- PASSAGE TO READ -
# differences between Dream HP and Dream HX?



## veloci1 (Nov 29, 2005)

i am looking for a bike i can do crits with (has to be a Colnago) and i am looking (no luck so far) to get either of these 2 frames. anyone with experinces on these? are the only differences the year they were made and the shape of the rear tringle? which one will be better for racing over all?

i know a lot of questions but i am hoping someone here can help. I do not and will not race my EP. but, if i can find a good deal on the HX or HP, i would race one of those.


----------



## fabsroman (Jul 14, 2006)

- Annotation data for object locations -
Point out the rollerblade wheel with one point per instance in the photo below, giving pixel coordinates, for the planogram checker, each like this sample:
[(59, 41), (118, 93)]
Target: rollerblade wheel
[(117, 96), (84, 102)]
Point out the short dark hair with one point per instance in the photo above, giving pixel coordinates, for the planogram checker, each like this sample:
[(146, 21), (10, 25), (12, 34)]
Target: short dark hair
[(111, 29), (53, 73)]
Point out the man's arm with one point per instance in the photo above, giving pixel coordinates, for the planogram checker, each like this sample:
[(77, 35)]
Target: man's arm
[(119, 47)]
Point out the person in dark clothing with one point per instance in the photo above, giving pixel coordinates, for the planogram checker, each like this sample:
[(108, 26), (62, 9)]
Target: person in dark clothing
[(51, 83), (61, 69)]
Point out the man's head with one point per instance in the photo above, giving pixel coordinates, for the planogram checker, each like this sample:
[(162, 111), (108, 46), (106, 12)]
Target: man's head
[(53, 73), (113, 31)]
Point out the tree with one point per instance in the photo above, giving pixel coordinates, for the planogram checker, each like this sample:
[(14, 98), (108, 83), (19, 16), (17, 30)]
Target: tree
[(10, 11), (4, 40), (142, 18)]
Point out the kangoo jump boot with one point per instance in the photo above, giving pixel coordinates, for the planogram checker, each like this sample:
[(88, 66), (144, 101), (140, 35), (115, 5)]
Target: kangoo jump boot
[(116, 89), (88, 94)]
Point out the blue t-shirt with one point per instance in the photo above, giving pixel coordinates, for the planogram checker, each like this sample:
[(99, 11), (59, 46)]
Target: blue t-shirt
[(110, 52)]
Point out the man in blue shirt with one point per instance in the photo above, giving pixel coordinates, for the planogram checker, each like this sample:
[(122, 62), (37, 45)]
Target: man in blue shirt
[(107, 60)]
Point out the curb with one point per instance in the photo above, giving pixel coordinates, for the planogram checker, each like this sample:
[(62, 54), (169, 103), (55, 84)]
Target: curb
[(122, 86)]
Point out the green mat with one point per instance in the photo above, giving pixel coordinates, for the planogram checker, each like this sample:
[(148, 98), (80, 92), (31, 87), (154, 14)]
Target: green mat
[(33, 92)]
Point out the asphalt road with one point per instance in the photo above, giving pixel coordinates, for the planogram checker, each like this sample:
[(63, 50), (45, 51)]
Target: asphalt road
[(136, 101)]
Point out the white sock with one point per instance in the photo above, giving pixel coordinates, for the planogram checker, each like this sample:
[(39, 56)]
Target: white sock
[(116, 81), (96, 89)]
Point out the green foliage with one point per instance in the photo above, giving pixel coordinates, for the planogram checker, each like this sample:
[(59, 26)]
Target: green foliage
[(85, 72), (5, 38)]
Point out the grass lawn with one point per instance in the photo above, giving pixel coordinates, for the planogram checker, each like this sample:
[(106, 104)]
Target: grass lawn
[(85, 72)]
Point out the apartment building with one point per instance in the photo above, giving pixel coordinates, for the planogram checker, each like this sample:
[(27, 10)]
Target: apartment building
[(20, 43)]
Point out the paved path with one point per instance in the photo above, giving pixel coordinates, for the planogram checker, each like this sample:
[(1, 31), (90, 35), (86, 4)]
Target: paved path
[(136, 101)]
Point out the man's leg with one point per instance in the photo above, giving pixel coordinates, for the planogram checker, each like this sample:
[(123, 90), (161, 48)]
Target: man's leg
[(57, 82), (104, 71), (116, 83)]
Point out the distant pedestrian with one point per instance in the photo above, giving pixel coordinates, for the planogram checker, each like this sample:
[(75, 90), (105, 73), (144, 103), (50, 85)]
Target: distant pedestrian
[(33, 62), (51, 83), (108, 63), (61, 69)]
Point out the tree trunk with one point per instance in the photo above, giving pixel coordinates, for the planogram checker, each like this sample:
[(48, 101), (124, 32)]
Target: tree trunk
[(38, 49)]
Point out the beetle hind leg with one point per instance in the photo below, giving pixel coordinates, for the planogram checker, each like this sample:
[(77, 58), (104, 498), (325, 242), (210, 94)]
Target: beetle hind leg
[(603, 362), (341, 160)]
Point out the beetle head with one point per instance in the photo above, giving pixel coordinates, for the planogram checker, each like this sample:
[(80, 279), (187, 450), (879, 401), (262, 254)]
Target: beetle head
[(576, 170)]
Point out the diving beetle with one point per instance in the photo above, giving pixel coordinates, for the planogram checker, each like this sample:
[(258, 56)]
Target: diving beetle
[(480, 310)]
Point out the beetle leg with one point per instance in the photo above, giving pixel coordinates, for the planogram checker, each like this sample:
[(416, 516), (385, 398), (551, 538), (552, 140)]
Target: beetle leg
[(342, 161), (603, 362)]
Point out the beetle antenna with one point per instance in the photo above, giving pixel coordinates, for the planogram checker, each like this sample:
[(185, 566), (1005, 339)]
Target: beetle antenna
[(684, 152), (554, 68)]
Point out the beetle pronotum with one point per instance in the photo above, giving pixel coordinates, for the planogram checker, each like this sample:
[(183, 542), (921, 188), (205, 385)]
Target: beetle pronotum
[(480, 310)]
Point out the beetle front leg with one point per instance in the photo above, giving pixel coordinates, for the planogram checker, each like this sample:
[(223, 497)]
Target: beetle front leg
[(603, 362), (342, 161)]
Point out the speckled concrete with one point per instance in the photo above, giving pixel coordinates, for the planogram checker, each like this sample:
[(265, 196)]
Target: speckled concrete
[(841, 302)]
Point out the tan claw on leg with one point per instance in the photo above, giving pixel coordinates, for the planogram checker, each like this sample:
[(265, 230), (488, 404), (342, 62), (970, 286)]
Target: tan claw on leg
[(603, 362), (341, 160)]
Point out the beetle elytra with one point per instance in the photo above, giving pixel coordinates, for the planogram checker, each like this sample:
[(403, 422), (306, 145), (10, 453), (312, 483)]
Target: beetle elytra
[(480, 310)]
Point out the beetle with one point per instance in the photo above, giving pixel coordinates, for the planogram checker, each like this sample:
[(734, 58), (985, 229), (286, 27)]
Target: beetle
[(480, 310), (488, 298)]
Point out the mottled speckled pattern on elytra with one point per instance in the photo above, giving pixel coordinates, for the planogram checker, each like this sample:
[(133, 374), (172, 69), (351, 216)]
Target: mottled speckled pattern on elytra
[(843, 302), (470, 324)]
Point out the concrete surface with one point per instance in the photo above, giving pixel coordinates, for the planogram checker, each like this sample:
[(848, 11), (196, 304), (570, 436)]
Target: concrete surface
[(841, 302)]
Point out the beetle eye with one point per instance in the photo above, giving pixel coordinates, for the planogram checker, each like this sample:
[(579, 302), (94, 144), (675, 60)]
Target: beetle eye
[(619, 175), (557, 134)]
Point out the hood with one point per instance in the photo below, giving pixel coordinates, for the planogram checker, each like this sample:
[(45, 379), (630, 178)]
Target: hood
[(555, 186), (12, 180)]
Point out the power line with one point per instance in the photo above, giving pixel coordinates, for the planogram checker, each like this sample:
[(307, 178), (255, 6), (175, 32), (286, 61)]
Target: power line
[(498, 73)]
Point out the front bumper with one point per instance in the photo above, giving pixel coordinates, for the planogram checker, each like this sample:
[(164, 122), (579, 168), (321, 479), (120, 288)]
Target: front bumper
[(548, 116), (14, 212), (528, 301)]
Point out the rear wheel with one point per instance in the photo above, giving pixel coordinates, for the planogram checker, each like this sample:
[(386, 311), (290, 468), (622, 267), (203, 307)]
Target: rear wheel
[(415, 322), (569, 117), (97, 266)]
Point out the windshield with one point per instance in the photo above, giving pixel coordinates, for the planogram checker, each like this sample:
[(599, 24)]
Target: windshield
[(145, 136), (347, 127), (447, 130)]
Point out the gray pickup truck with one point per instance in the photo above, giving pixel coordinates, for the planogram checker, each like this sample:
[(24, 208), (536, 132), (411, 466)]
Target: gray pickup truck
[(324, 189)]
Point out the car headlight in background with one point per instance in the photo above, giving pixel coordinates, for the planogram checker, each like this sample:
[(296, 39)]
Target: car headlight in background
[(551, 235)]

- WORK REQUIRED -
Carry the forum thread on the Dream HP and Dream HX frames forward from where it stops, beginning with the reply from fabsroman. The items above aren't needed for this work.

- ANSWER TO THE TASK -
Look for a Taiwan made Colnago Arte. Essentially the same thing as a Dream HX, just slightly heavier and a lot less expensive. Heck, the Arte frame/fork is only 70 grams heavier than my carbon fiber Cristallo. I will not race my Cristallo or my C50. Just this weekend I was involved in a wreck that left a pretty good scrape on the right rear dropout of my Arte. I picked up 2 of these frames on ebay for around $600 a piece, and the other one is sitting in a box waiting for the first one to get wrecked.

To answer your question, the only difference between the Dream HP and HX is the rear triangle. If you are planning on doing crits with it, get the HX because the rear triangle is supposed to be stiffer.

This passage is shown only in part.